— PASSAGE GIVEN —

#####

I recently became interested in PBtA games, and Monsters of the Week was the first game I’ve run using this engine.

I recently became interested in PBtA games, and Monsters of the Week was the first game I’ve run using this engine.

I recently became interested in PBtA games, and Monsters of the Week was the first game I’ve run using this engine. I tend to be the kind of GM who plots and plans obsessively, and it can really lead to some bad habits. I was wondering if you could help me get a bit of feedback, or maybe help me iron out a few kinks I’ve had over the course of the learning process?

I’m running the game for a single player, and so far its been fun, but there are a few things that kind of aggravate me. He went with the Chosen template and I believe one of the moves he took was “Invincible,” so his hunter always has 2 armor. I don’t want to make it feel like he took that move for nothing, but it kind of aggravated me that anytime I made a hard move against him, I had to deal with his character’s invincibility constantly soaking up harm. At one point, a vampire savaged him with its claws, but the player was put off by the fact that his character took 2 whole harm. But during instances where the character was shot at by witch hunters or smashed in the head by a rifle butt, he took no harm whatsoever.

I’m still learning to use tags, generally struggling to deal with the distinction between hard moves and soft moves, and just…trying to navigate the whole PBtA system. I know it can play exceptionally well under the right circumstances, but I often feel like I’m missing something crucial.

Any pointers?

15 thoughts on “I recently became interested in PBtA games, and Monsters of the Week was the first game I’ve run using this engine.”

  1. Okay, first up, don’t worry that it’s hard to hurt an invincible chosen one! That’s the whole point of the move, after all. Perhaps look at challenging the hunter in other ways than direct harm, e.g. require a hard choice to activate a monster’s weakness, or perhaps they need to hurt themselves to do something?

    Hard and soft moves is easy. It’s soft if the player has a chance to react and deal with it, it’s hard if they don’t. “The vampire tries to bite you” is soft. “The vampire bites you, take 4 harm” is hard.

  2. Let your player enjoy being impossible to hurt directly, highlight it with monsters that shred his clothes but do no physical harm to him, play it up and make it awesome.

    Then shake it up and threaten innocents instead of the Chosen. Sure, the monsters can’t hurt YOU, but your girlfriend/boyfriend is fragile.

#####

— WRITTEN REQUEST A —
From the Monsters of the Week post, extract the stretch from "I’m running the" through "no harm whatsoever.".
— WRITTEN REQUEST B —
Extend the Monsters of the Week post, picking up right after its final sentence.

— Items stored from a collection —
#####

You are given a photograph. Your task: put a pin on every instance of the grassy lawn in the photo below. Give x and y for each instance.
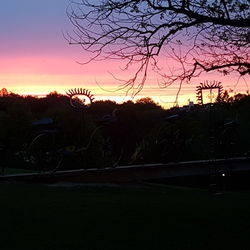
(73, 218)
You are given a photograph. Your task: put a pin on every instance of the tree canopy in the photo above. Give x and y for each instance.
(198, 36)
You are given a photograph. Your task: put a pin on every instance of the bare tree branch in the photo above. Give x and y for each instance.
(210, 35)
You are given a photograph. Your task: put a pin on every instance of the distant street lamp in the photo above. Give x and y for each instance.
(214, 90)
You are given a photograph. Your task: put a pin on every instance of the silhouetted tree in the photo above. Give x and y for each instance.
(201, 36)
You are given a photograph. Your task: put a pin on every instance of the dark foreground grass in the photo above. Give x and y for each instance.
(68, 218)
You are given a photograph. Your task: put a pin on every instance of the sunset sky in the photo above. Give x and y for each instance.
(36, 59)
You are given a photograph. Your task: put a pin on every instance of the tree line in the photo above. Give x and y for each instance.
(47, 133)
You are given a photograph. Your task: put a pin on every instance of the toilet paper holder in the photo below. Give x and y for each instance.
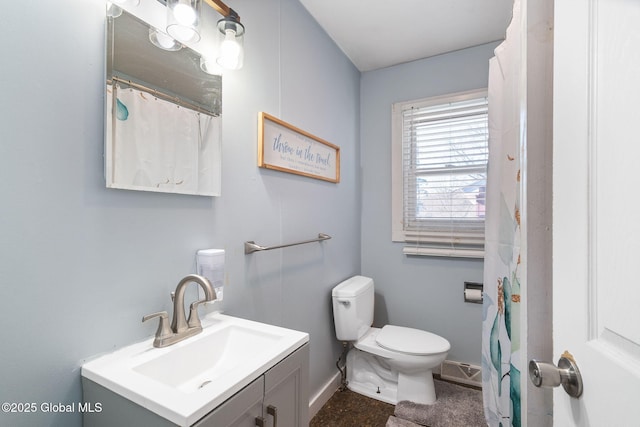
(473, 292)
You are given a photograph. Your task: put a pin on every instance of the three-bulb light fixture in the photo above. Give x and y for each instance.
(183, 25)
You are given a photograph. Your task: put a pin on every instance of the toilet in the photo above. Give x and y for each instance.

#####

— EXERCISE ANSWER A —
I’m running the game for a single player, and so far its been fun, but there are a few things that kind of aggravate me. He went with the Chosen template and I believe one of the moves he took was “Invincible,” so his hunter always has 2 armor. I don’t want to make it feel like he took that move for nothing, but it kind of aggravated me that anytime I made a hard move against him, I had to deal with his character’s invincibility constantly soaking up harm. At one point, a vampire savaged him with its claws, but the player was put off by the fact that his character took 2 whole harm. But during instances where the character was shot at by witch hunters or smashed in the head by a rifle butt, he took no harm whatsoever.

— EXERCISE ANSWER B —
    Does your mom know you go out hunting monsters? How freaked out will she be to find out? How long will she shut you out in fear after watching you take damage that should have killed you, but you walked away unscathed?

    Are these monsters too easy? You know, no matter what, you can take the big bad down, so you’re bored and overconfident? Two monsters. Not in the same place. Attacking two different things you care about. Which thing are you going to save, which are you going to sacrifice? And what is everyone going to think about you because of that choice?

    Turn his best friend into a werewolf, and then see if he helps her cope with her condition or kills her. Either way, make it hard.

    Possess a little kid and see whether he’s willing to take the kid out to save the world; and if he does, let the world see and never forgive him let alone thank him.

    The Chosen’s weakness is his family and friends. If he doesn’t have any family or friends, focus on how lonely that is and make him feel like he’s just another monster by surrounding him with mundane life he can’t be a part of.

    Remember, MotW isn’t about the monsters, it’s about the hunters. Give them things to care about and see what happens when those things get threatened or harmed. Give them emotional consequences.

  3. Exactly what Michael Sands and Grey Kitten said: put other things in danger and see what the Chosen does. If the monsters can’t physically harm the character, the smarter ones will find other ways to hurt them. That being said, the player chose that move because they think it’s cool. Don’t constantly look for ways to negate it. A special ability that the player “paid” for but never gets to use is no fun.

    Also, as Aaron Griffin says, constantly having 2-armor doesn’t negate hard moves, unless the hard move is just physical damage. Any number of other things can be hard moves. Having the monster get away. Revealing a secret to the wrong person. Having an innocent bystander blunder into the scene. Having a weapon or piece of gear destroyed.

    As Michael said, the difference between a soft move and a hard move is if the character has a chance to prevent the bad thing from happening. A soft move is just the set up. A hard move is the set up and follow through all in one go.

    “You suddenly hear the elevator behind the vampire rumble to life. Someone is going to come out of those doors into the hallway in a second. What do you do?” Is a soft move. The character can take action before the thing you’ve set into motion happens.

    “You suddenly hear the elevator behind the vampire ding as the doors open and a young man steps out into the hallway. Faster than your eye can follow, the creature spins and sinks its fangs into the poor guy. Blood sprays across the white hotel wallpaper. What do you do?” Is a hard move. You’ve not given the character a chance to react, and now they have to deal with the bad thing you’ve set in motion.

  4. “Oh you rolled a 4? The Vampire punches you in the chest, sending you flying out the window, as you crash to the ground below. Thankfully you’re Invincible, so you’re left with nothing but cosmetic scrapes, but the screams from the woman inside have stopped. What do you do?”

  5. In PbtA games, every Move should progress the story. Even a miss “fails forward” – so when Move results in 0 Harm, it still needs to leave its mark on the scene and/or force a reaction.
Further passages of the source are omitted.